● RECORDS SUPPLIED:
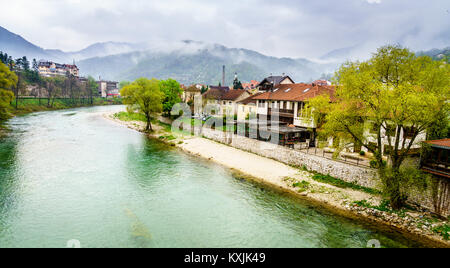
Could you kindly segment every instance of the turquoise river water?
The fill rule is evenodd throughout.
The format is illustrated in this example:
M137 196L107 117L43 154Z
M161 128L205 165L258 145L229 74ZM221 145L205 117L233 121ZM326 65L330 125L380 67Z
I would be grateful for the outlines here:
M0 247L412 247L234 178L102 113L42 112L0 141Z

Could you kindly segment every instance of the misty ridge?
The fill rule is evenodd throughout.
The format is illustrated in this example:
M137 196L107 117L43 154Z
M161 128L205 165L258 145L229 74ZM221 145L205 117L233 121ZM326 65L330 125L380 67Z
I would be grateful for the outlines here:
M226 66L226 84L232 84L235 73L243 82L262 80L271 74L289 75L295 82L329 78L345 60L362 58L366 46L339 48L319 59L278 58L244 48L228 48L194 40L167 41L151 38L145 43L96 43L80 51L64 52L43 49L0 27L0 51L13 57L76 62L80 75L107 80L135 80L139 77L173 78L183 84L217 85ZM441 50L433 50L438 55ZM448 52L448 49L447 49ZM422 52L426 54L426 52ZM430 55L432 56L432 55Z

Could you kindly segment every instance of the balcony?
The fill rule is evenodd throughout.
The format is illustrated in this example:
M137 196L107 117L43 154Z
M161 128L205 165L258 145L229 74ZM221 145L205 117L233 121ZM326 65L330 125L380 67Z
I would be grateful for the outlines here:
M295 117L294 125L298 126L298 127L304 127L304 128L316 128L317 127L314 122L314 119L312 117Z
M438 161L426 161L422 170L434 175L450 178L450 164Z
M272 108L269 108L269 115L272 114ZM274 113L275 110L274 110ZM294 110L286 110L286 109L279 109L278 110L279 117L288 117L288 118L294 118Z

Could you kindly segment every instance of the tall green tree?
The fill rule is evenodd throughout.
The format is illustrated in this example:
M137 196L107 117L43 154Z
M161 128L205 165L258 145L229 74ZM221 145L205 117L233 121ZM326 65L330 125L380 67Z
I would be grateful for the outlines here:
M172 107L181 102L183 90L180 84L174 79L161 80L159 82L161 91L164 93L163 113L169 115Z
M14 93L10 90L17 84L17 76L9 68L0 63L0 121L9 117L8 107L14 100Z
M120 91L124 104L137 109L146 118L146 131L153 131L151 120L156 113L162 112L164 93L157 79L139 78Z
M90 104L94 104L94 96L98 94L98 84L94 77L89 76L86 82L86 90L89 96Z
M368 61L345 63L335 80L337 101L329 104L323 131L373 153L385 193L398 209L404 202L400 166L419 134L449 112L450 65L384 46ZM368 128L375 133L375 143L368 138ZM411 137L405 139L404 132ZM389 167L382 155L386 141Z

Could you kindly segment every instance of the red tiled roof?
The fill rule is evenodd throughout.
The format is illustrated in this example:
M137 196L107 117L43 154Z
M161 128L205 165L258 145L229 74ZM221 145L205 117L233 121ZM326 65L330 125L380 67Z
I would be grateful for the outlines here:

● PROBLEM DETAILS:
Determine how many lines in the records include the string "Could". Only that number should be given.

● EXERCISE RESPONSE:
5